## WHAT IS EXPECTED
Show every line of the records below that contains the string "front", copying each one in full, and treat uppercase and lowercase as different.

-=-=-=-=-

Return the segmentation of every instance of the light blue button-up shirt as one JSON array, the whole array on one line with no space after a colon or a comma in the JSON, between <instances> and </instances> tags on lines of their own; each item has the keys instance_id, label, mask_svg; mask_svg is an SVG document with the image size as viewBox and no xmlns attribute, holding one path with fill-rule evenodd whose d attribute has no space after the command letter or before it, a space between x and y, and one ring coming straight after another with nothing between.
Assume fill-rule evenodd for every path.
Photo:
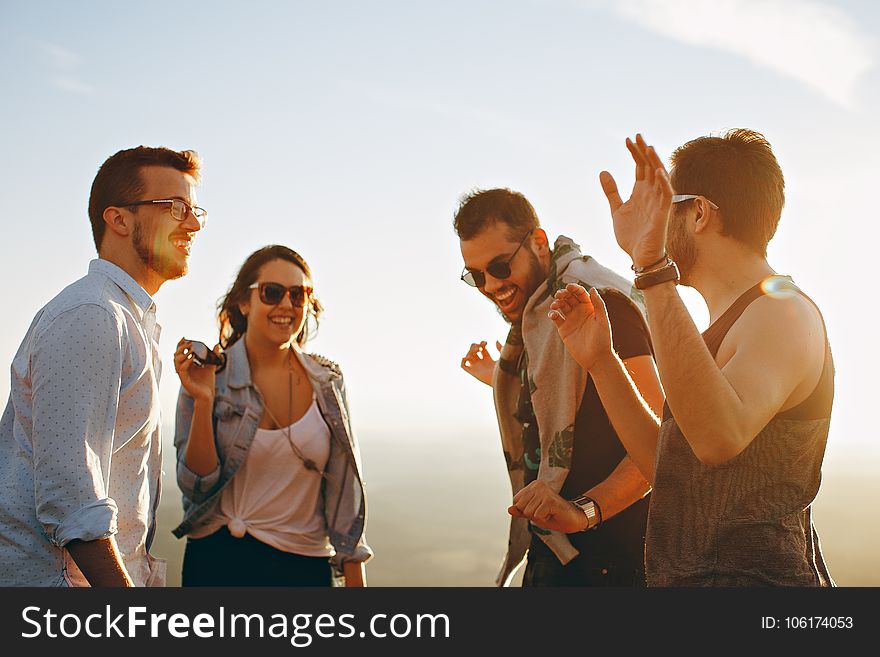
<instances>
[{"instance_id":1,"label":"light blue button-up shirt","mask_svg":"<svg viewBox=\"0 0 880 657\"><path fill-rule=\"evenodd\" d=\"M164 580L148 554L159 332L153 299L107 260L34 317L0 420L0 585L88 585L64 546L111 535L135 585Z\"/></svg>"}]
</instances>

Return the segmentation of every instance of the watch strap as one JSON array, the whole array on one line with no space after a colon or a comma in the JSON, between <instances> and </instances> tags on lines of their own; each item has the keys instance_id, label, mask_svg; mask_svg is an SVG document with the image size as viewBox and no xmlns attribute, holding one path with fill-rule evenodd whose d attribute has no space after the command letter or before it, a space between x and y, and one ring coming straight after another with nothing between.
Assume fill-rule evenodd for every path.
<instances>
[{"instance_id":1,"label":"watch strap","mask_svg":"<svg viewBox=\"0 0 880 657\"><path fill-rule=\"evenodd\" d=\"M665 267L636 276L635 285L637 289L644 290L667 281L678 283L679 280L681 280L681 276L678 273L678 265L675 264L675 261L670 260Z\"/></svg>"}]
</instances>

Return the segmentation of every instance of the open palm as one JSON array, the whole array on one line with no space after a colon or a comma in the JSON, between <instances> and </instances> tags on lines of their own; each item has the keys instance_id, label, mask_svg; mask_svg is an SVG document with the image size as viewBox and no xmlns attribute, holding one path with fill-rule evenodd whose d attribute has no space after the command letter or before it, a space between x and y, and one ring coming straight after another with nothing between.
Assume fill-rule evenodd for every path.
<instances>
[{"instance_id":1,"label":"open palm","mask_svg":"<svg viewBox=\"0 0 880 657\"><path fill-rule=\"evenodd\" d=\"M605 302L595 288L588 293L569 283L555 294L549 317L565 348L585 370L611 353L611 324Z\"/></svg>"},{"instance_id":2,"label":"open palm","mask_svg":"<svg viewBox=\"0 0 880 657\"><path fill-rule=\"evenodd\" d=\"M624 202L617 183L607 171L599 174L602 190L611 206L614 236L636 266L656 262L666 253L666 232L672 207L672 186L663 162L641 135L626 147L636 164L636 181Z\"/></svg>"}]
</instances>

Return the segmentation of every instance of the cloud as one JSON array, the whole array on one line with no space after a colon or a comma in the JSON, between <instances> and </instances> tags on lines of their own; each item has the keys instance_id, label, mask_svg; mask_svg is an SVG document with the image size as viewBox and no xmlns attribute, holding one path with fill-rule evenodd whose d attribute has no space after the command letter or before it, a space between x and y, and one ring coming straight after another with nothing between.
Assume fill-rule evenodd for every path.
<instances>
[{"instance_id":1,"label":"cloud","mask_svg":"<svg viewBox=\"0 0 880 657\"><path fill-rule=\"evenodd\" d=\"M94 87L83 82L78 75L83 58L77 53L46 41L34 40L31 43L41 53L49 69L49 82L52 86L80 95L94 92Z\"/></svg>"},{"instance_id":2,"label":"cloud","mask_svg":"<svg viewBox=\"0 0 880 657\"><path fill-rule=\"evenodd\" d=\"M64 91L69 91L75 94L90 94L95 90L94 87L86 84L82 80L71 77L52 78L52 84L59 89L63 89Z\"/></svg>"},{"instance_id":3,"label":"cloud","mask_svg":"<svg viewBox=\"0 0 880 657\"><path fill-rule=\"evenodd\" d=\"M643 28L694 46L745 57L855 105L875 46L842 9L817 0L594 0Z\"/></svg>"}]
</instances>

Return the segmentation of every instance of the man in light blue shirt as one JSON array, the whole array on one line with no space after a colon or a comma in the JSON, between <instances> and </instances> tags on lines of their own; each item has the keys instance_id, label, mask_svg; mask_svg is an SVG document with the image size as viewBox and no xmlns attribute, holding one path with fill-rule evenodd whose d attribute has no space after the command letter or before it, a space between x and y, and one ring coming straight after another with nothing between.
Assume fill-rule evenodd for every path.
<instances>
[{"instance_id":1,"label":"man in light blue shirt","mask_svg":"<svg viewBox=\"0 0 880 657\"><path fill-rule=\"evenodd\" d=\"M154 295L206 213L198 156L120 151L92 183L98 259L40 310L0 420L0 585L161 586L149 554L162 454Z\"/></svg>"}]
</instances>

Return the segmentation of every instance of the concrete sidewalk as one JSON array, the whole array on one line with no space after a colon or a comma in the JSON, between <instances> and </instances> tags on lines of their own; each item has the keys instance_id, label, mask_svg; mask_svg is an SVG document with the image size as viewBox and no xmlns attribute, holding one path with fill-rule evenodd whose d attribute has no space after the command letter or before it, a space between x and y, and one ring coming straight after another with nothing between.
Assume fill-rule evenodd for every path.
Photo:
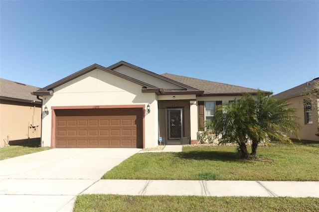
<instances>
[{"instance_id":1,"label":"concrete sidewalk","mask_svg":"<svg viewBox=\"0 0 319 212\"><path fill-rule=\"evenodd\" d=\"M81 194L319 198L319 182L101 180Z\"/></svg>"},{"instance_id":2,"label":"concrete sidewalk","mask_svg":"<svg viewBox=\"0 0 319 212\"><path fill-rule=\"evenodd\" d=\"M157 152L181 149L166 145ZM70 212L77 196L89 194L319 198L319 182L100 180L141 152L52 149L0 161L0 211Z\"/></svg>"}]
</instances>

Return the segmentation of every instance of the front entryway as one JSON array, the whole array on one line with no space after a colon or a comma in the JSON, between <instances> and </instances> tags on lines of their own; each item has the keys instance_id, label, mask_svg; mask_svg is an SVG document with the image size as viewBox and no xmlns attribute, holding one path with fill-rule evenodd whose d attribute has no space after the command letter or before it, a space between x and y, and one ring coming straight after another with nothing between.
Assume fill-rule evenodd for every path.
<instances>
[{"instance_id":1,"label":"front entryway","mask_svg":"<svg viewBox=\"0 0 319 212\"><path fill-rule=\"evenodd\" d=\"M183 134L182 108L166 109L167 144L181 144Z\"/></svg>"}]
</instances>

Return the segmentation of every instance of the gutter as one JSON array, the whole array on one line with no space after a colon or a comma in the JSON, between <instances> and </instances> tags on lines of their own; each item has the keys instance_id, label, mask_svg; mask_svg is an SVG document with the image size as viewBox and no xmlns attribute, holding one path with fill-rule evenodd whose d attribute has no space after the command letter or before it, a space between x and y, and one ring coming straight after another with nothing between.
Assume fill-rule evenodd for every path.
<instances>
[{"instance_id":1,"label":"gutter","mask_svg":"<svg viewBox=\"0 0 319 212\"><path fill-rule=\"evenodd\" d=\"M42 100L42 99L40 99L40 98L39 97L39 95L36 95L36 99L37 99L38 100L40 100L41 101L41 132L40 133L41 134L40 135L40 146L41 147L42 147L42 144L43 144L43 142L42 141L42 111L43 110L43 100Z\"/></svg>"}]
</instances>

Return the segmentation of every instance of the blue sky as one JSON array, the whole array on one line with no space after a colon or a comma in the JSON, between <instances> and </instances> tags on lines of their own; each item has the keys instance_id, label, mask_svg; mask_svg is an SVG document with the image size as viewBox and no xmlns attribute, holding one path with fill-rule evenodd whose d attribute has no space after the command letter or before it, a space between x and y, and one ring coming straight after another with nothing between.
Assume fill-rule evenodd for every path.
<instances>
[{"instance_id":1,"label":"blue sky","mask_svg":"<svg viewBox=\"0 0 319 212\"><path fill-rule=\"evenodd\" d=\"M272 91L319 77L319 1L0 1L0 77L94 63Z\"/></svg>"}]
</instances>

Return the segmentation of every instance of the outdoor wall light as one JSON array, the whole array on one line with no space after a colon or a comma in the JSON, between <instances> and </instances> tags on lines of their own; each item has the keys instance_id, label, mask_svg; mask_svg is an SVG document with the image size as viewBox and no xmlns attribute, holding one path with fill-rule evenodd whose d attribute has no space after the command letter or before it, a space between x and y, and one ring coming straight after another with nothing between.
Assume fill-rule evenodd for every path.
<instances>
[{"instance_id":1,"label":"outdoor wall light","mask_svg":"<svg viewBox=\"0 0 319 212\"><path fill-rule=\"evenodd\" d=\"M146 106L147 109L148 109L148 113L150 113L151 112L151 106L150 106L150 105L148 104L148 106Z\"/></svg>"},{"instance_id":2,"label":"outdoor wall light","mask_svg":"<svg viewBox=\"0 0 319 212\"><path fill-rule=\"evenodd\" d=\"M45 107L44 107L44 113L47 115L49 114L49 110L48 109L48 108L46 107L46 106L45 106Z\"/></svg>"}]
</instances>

-=-=-=-=-

## TASK RESPONSE
Return the segmentation of every instance of the front entryway as one JSON array, the whole array on one line with no space after a colon or a comma in the JSON, between <instances> and </instances> tags on lines of their own; each item has the keys instance_id, label, mask_svg; mask_svg is an SVG document with the image size as viewBox and no xmlns attribute, holding one path with fill-rule evenodd whose d attribute has no space after the command letter or before it, a space between x and y, and one ring coming straight after another with nothing between.
[{"instance_id":1,"label":"front entryway","mask_svg":"<svg viewBox=\"0 0 319 212\"><path fill-rule=\"evenodd\" d=\"M183 134L182 108L166 109L167 144L181 144Z\"/></svg>"}]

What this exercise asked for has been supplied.